* _作業内容_:
バイオリン選びについての文章のうち、「〇〇には実際、色々な人が入るかと思います。」で始まり「っているのかということです。」で終わる部分を、一字一句そのまま書き写してもらえますか?

* _文書の抜粋_:
*****
自分一人ではバイオリンを選べない、どれが良いか決められない

2018/11/27
手術中の外科医外科医

自分一人ではどのバイオリンが良いかわからない、決められないから、〇〇に相談させてください

 

これは、店内でお客様に色々と楽器を試していただいて、じっくり時間をかけて楽器を絞り込んだはずなのに、最後になってお客様からよく聞くことばです。
〇〇には実際、色々な人が入るかと思います。

 

例えば、先生、学校だったら先輩、アマオケだったら楽器に詳しそうな人、最近バイオリンを買い替えた人 etc

 

でも、そのお客様が相談しようと考えていらっしゃるお相手は、果たしてバイオリンを選ぶということに関して、本当に相応しい相手なのでしょうか?

 

そのときに注意していただきたいのは、助言を求めているお相手は果たしてどれくらいの数のヴァイオリンを購入したことがある方なのでしょうか?ということです。
つまり、その方はどれくらいの経験値に基づいて意見、感想を述べてくださっているのかということです。

 

もし仮に貴方、あるいはご家族が深刻な病気で手術を受けないと助からないというような状況に陥ったとき、きっと誰もが、腕の良い外科医、評判の良い病院を必死に探されると思います。

 

その際には、同じ疾患の患者の手術の症例数、成功実績をまずお調べになられるのではないでしょうか。その成功実績が選ぶ基準となるはずです。
弦楽器の選定眼その習熟度についても、上記の外科医の場合と全く同じことが言えるのではないかと私は考えます。

 

ただ何軒もの店を回って沢山のバイオリンを見てきた、弾いてきたという経験や、展示会で何台も楽器を見てきたというだけの経験は私は決して信用しません。
*****
* _提供情報_:
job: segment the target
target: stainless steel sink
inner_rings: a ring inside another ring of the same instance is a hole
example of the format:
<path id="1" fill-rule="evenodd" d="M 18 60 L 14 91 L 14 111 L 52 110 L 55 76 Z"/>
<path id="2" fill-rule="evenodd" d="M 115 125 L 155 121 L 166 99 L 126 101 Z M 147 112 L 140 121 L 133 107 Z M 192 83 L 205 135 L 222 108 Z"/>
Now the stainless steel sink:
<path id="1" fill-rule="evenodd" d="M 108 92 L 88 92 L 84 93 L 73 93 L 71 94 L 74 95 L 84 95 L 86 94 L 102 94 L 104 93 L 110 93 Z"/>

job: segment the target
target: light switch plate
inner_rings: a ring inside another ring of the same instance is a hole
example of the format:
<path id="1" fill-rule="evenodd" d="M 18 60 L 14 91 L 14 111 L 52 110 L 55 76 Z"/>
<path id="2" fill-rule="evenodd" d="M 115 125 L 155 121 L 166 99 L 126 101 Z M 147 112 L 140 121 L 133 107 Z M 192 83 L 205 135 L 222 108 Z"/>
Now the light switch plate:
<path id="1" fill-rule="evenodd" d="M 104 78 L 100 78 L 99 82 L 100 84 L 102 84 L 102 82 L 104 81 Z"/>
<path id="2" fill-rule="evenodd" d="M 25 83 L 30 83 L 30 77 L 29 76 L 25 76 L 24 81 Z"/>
*****
* _この課題の解答_:
〇〇には実際、色々な人が入るかと思います。

 

例えば、先生、学校だったら先輩、アマオケだったら楽器に詳しそうな人、最近バイオリンを買い替えた人 etc

 

でも、そのお客様が相談しようと考えていらっしゃるお相手は、果たしてバイオリンを選ぶということに関して、本当に相応しい相手なのでしょうか?

 

そのときに注意していただきたいのは、助言を求めているお相手は果たしてどれくらいの数のヴァイオリンを購入したことがある方なのでしょうか?ということです。
つまり、その方はどれくらいの経験値に基づいて意見、感想を述べてくださっているのかということです。